TO BE DONE: Reproduce each of the records below word for word, with nothing changed.

** START DATASET ROWS **

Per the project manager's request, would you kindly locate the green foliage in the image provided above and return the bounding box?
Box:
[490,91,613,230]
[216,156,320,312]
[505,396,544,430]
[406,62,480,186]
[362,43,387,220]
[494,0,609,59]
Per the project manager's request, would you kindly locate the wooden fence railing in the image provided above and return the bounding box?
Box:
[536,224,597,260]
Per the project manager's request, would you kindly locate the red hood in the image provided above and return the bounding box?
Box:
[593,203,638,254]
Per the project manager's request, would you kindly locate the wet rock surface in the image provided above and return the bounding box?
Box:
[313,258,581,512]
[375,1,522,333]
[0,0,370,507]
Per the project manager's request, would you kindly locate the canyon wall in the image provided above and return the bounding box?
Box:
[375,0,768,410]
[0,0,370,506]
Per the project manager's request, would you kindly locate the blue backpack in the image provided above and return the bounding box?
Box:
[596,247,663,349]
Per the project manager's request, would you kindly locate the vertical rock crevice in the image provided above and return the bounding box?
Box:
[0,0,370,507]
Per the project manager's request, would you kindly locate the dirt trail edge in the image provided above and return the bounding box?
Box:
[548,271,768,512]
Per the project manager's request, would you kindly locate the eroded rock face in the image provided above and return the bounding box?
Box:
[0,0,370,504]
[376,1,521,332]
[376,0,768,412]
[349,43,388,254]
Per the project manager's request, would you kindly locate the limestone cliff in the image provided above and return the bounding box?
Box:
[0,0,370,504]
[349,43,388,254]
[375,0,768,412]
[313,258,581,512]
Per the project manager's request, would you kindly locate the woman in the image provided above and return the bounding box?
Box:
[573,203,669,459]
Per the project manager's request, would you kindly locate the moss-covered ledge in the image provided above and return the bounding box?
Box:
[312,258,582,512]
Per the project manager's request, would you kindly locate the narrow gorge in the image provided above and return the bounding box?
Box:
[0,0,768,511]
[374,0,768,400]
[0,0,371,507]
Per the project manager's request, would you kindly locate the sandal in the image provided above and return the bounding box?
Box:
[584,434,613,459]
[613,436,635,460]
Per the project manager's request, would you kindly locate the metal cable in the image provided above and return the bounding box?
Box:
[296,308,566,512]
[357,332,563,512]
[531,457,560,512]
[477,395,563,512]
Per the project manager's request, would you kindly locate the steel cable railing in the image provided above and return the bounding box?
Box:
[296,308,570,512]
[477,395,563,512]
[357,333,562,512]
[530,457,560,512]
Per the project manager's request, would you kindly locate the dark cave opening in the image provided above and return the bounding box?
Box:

** END DATASET ROWS **

EXERCISE OUTPUT:
Per the project manager's request, would you kindly locate the green foliage in the image provided above and return the bounding box?
Box:
[490,91,613,230]
[216,156,320,312]
[505,396,544,430]
[406,62,480,186]
[362,43,387,220]
[494,0,609,59]
Per the project manager's request, would you kindly locate the wooden fence railing in the image provided above and return the bounding box?
Box:
[536,224,597,260]
Per the project manager's request, would you kindly locate the red hood in the image provided above and return the bounding box?
Box:
[593,203,638,254]
Per the project manager's request, would you kindly locate the wet rock surface in the image provided above and return the bounding box?
Box:
[313,258,581,512]
[375,1,522,333]
[0,0,370,507]
Per the project manager's request, would you kindly locate the canyon wall in the image provided above and return the bounding box?
Box:
[375,0,768,410]
[0,0,370,506]
Per the project manager's request, would you kindly locate the blue backpack in the image provided above and return the bounding box?
Box:
[596,247,663,349]
Per the project manager's request, would you kindly locate the vertical rock crevice in the image provided above and return the bounding box?
Box:
[0,0,370,507]
Per the project manager's request, would you kindly locate the dirt trail edge in the image provided above and return the bounding box?
Box:
[548,271,768,512]
Per the project manager's request, would you kindly locate the eroded rock face in the image provided above and return the bounding box?
Box:
[0,0,370,504]
[376,1,521,332]
[376,0,768,412]
[349,43,388,254]
Per the project manager's request, would you kindly locate the limestone cliff in the image provided above and return the bounding box?
Box:
[0,0,370,504]
[349,43,388,254]
[375,0,768,412]
[313,258,581,512]
Per the project manager's request, would you kindly locate the woman in the image provided above and return the bounding box?
Box:
[573,203,669,459]
Per the project manager's request, would you kindly locate the moss-covered ledge in the image provided above and return the bounding box?
Box:
[312,258,582,512]
Per the project manager's request, would you kindly locate the narrow gorge in the image provided above and return the bounding box?
Box:
[0,0,768,511]
[374,0,768,400]
[0,0,371,507]
Per the project manager's request, would you kindly locate the sandal in the image provided above and return the bounding box?
Box:
[584,434,613,459]
[613,436,635,460]
Per the project manager's request, would you kindly locate the metal cable in the image provided above and return the bounding box?
Box:
[296,308,566,512]
[357,332,563,512]
[531,457,560,512]
[477,395,563,512]
Per the project manager's request, would you kindly locate the steel cable railing in the image provided above and return the bounding box?
Box:
[296,308,570,512]
[477,395,563,512]
[357,333,562,512]
[530,457,560,512]
Per the project manager's request, would you kindly locate the dark cave opening in the image provided above and return the bounding box?
Box:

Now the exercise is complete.